Stated goal 1:
Answer these questions using the article on Marvel's motion comics.
(a) Who are the creators of the new Spider-Woman motion comic?
(b) On which platforms is the Astonishing X-Men motion comic slated for release?
(c) What is Dan Buckley's position at Marvel?
Stated goal 2: Repeat word for word the passage of the article on Marvel's motion comics from "The new Spider-Woman" to "ready to announce.".

--- start of Document extract ---

After its recent experiment with a comics and animation hybrid via the “graphic video” adaptation of Stephen King’s short story N, Marvel Comics announced at New York Comic Con on Saturday that it will be translating Buffy the Vampire Slayer creator Joss Whedon’s Astonishing X-Men into a motion comic, and also launching an all-new Spider-Woman motion comic by Brian Michael Bendis and Alex Maleev this spring.
“It’s not quite comics, and not quite animation,” explained Marvel editor-in-chief Joe Quesada after a preview of the Astonishing X-Men motion comic, which used images from the original comic to create animations and added voice actors for dialogue. Quesada said that original Astonishing X-Men artist John Cassaday will be acting “almost like a director” for the comic, which is slated for release on iTunes and Marvel.com later in 2009.
The new Spider-Woman motion comic will be an ongoing monthly series in regular Marvel continuity, and will be released first online, followed by a print version several weeks later. Because the format will require numerous images to create the animation, Maleev said it would be necessary to “cherry-pick the best parts of the digital and put it into the print comic.”
Asked whether he had concerns about the retailer response to releasing comics digitally before releasing them to the direct market, Marvel publisher Dan Buckley responded that "we are aware of it… and we will make sure our retail partners get benefit out of this.” He also added that “there will be unique opportunities for retailers” tying into the motion comics that he was not yet ready to announce.
Bendis added that digital diversification was necessary in light of the difficulties currently facing print media. “Every day magazines and papers are folding, and large chunks of print media are disappearing… We want comics in [pamphlet] form to continue, and we’ll do whatever we have to do to make that happen," said Bendis. “This will hopefully tease people who wouldn't normally come into the [comic book] store to come into the store."

--- end of Document extract ---
--- start of Raw data ---

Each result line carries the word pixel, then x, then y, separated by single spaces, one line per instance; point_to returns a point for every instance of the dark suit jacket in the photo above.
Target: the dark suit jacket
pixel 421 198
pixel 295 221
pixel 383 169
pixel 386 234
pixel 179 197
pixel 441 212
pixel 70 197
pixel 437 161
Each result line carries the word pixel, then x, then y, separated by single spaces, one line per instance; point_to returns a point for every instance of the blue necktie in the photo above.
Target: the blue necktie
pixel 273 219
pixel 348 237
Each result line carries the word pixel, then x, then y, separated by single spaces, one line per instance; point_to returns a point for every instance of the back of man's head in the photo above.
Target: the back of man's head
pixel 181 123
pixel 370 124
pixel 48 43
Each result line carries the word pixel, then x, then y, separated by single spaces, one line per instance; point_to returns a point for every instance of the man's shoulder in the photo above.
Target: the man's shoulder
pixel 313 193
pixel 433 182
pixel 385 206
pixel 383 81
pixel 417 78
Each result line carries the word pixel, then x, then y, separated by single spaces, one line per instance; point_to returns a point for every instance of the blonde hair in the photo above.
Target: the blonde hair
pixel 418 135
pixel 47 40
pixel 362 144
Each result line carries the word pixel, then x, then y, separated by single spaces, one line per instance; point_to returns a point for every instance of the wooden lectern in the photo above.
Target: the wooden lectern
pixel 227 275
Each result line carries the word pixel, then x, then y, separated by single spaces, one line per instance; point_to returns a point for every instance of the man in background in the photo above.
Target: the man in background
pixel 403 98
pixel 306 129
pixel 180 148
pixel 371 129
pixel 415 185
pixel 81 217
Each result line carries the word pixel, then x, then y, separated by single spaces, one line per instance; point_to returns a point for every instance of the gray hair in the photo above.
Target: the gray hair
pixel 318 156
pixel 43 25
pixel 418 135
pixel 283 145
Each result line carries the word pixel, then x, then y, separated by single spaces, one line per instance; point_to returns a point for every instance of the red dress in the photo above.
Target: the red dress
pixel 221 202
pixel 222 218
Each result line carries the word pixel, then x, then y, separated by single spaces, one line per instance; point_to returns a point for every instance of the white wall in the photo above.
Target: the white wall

--- end of Raw data ---

Worked solution 1:
(a) Brian Michael Bendis and Alex Maleev
(b) iTunes and Marvel.com
(c) Marvel publisher

Worked solution 2:
The new Spider-Woman motion comic will be an ongoing monthly series in regular Marvel continuity, and will be released first online, followed by a print version several weeks later. Because the format will require numerous images to create the animation, Maleev said it would be necessary to “cherry-pick the best parts of the digital and put it into the print comic.”
Asked whether he had concerns about the retailer response to releasing comics digitally before releasing them to the direct market, Marvel publisher Dan Buckley responded that "we are aware of it… and we will make sure our retail partners get benefit out of this.” He also added that “there will be unique opportunities for retailers” tying into the motion comics that he was not yet ready to announce.